**Trecho para leitura:**
§ §

O seu trabalho foi o único do Nordeste, mapeado pelo IDeF, que abordou a temática da difusão internacional pela análise de um caso concreto. Em que momento você, enquanto pesquisadora se aproximou destas temáticas e chegou ao projeto RN Sustentável? Como você percebe que esta linha de pesquisa tem sido trabalhada na região?

Essa aproximação se deu por parte de um outro objeto de pesquisa. Quando eu comecei a me debruçar sobre o RN sustentável, percebi que basicamente tudo que existe no Rio Grande do Norte tem um pé no programa. Inclusive, o RN sustentável hoje tem um outro nome, se chama Governo Cidadão. Eu saí de casa hoje e vi uma viatura da polícia com o símbolo do programa e do grupo Banco Mundial, para vocês verem a capilaridade dessa política e como é uma coisa muito central dentro do estado.

§ §

**Dados fornecidos:**
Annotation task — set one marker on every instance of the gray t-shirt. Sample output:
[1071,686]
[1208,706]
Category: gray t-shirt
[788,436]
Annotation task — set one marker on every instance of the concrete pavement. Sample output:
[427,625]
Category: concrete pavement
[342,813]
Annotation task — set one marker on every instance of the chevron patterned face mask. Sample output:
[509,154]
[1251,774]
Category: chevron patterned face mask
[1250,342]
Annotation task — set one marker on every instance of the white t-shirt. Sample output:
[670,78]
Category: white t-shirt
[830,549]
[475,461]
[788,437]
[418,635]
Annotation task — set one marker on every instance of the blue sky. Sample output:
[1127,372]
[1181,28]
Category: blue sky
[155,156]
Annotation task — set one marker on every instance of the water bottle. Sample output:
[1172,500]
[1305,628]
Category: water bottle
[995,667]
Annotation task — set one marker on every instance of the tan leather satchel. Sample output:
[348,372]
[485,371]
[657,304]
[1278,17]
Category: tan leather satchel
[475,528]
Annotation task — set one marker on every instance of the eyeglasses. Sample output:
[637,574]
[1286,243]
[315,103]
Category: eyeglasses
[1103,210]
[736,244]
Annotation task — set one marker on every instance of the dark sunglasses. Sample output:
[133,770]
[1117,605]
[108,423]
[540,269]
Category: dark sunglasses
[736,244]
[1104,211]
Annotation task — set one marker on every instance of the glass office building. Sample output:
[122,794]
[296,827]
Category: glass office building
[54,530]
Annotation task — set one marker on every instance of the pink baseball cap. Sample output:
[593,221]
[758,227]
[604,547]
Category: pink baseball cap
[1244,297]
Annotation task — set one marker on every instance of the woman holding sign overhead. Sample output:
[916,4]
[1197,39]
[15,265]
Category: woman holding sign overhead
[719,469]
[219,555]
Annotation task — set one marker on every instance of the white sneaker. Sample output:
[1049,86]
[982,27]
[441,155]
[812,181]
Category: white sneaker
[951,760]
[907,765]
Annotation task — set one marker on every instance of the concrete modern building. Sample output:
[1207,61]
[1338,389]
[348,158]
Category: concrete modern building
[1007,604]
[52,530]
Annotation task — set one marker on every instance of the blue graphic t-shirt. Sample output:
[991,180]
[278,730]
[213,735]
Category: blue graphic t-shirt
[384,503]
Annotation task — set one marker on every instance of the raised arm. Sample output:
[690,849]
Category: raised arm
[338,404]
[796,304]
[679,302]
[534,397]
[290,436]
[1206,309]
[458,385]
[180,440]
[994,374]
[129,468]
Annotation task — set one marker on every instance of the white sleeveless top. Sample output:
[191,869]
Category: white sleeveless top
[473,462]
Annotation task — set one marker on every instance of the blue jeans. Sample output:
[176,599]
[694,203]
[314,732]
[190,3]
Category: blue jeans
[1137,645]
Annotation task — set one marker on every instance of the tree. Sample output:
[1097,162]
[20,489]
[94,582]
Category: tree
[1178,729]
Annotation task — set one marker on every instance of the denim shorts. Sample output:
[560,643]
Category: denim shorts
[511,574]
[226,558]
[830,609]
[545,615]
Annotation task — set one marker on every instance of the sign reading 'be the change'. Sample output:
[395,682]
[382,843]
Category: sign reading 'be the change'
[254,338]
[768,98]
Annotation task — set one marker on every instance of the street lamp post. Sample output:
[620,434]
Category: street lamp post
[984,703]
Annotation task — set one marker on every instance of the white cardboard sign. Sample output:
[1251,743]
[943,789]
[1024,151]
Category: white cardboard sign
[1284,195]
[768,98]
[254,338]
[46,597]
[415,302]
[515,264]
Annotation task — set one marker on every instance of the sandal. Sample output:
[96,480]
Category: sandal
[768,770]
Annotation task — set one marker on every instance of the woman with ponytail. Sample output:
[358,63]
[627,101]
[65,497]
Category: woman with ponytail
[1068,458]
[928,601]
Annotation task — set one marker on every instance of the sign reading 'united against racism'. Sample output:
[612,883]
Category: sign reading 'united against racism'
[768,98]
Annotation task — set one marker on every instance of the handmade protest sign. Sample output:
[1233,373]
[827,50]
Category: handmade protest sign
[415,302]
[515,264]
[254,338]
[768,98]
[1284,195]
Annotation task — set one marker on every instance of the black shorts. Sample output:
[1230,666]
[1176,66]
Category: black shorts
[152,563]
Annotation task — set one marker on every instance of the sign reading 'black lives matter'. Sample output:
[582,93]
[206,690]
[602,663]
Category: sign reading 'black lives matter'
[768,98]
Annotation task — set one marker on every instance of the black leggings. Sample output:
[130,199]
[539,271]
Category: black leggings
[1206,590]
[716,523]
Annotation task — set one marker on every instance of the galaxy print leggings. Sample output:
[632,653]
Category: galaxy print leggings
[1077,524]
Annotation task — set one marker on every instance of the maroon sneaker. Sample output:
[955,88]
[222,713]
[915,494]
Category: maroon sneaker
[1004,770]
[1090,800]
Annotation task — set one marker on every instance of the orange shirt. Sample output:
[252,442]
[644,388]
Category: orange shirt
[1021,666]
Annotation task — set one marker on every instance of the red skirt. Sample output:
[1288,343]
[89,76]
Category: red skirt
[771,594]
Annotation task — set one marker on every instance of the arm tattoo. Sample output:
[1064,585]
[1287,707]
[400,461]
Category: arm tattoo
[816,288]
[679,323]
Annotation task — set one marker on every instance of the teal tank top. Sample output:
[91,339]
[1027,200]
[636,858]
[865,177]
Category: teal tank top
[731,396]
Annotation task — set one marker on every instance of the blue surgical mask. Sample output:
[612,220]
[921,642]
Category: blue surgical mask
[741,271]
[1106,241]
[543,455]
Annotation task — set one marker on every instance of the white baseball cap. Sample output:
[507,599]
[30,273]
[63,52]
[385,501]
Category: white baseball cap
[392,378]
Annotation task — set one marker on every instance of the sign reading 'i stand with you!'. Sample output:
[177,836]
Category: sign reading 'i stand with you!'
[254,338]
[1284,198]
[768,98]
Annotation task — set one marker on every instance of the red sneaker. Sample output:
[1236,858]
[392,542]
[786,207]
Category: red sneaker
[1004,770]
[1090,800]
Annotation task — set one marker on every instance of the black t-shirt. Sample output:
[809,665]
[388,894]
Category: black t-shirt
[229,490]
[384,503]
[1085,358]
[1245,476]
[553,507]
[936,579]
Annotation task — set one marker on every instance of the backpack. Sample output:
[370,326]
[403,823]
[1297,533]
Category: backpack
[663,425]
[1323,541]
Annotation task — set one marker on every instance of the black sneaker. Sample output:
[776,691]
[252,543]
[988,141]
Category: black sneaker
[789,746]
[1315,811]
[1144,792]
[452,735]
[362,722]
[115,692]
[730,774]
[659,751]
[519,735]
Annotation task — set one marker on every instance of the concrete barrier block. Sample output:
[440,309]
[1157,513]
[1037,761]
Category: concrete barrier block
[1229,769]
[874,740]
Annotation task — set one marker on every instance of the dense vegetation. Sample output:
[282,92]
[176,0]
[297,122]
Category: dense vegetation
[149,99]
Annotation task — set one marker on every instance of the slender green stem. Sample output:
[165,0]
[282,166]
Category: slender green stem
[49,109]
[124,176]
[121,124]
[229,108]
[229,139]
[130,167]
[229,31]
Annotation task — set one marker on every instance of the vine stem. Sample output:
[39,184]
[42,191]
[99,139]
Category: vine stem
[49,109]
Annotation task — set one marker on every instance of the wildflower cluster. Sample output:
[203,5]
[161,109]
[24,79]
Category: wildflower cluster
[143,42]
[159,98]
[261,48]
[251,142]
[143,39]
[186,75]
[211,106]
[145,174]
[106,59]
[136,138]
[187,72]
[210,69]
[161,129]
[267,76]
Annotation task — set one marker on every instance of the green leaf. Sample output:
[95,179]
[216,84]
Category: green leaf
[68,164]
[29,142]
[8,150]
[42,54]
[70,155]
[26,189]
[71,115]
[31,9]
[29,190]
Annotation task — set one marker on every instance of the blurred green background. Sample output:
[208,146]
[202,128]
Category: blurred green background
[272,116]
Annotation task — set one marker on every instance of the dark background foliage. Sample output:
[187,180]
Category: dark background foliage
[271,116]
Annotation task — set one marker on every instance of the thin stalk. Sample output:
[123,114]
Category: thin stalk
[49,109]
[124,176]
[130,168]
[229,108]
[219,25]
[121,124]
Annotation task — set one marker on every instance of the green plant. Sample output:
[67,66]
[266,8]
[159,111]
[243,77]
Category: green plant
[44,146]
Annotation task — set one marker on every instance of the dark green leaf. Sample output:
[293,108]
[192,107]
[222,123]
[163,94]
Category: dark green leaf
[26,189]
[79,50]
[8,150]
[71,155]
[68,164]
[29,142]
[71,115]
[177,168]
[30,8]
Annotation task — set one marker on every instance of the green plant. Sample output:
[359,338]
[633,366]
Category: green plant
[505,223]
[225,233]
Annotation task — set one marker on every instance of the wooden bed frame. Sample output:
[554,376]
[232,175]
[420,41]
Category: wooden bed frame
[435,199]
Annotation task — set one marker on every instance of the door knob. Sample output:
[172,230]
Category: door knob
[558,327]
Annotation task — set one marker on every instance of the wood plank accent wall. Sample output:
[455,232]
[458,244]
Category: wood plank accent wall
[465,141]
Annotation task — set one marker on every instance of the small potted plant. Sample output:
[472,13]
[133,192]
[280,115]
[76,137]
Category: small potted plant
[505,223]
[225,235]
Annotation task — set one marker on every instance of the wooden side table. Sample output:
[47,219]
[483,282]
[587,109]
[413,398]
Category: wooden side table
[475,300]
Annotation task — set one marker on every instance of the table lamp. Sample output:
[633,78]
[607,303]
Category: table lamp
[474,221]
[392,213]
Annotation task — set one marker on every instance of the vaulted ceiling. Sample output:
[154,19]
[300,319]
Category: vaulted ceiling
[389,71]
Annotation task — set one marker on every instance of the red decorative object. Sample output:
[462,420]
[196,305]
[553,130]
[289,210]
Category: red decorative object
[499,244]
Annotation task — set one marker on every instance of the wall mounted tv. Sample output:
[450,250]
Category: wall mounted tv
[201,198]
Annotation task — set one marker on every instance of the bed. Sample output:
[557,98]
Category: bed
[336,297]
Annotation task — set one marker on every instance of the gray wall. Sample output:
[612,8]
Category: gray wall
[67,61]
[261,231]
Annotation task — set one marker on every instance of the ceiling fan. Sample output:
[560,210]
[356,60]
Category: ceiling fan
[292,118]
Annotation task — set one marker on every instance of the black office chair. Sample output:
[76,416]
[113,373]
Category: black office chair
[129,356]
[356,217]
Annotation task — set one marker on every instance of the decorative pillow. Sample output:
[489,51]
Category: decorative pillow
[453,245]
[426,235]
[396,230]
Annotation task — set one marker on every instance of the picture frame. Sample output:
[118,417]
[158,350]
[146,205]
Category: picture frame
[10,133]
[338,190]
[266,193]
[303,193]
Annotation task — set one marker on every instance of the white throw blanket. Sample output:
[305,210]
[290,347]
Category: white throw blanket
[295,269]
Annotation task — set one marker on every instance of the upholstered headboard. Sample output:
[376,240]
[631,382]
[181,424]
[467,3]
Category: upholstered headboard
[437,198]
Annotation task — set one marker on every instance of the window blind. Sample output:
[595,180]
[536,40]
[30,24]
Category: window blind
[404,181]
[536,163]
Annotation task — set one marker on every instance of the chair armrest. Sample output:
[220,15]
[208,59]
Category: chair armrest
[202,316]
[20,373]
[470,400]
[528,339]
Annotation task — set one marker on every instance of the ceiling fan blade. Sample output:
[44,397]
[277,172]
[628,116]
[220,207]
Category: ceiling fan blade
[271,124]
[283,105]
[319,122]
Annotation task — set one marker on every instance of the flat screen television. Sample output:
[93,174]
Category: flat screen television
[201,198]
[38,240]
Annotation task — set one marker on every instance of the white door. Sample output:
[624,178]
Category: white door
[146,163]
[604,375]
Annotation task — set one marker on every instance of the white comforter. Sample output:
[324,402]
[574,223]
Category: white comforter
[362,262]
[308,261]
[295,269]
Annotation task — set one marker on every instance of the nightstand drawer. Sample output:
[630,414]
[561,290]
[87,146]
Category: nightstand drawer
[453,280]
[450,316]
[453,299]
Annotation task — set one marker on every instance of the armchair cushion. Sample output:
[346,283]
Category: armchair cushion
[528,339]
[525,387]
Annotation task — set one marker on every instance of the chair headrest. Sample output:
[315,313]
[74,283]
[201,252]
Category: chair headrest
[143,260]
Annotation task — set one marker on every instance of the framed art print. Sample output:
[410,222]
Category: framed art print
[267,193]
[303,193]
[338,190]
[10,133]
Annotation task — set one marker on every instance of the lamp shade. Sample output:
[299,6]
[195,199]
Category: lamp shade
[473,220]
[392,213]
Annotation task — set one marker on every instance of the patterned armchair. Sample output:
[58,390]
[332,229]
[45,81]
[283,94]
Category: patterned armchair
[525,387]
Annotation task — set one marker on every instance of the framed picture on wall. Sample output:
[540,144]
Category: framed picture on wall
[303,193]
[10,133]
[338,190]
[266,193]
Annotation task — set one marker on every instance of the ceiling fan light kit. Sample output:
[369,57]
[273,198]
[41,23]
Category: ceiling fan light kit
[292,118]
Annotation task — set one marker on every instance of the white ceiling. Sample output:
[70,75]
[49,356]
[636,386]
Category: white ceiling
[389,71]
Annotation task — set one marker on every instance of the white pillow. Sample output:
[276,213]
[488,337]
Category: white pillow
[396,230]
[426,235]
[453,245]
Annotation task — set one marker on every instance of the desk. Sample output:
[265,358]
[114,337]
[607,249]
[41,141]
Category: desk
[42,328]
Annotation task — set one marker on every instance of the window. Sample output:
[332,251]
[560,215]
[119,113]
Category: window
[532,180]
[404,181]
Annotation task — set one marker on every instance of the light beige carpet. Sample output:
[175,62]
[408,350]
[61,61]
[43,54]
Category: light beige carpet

§ §

**O que se espera:** Você consegue extrair do trecho sobre o RN Sustentável tudo o que vai de "O seu trabalho" até "trabalhada na região?", sem mudar uma palavra?

**Resultado do exercício:**
O seu trabalho foi o único do Nordeste, mapeado pelo IDeF, que abordou a temática da difusão internacional pela análise de um caso concreto. Em que momento você, enquanto pesquisadora se aproximou destas temáticas e chegou ao projeto RN Sustentável? Como você percebe que esta linha de pesquisa tem sido trabalhada na região?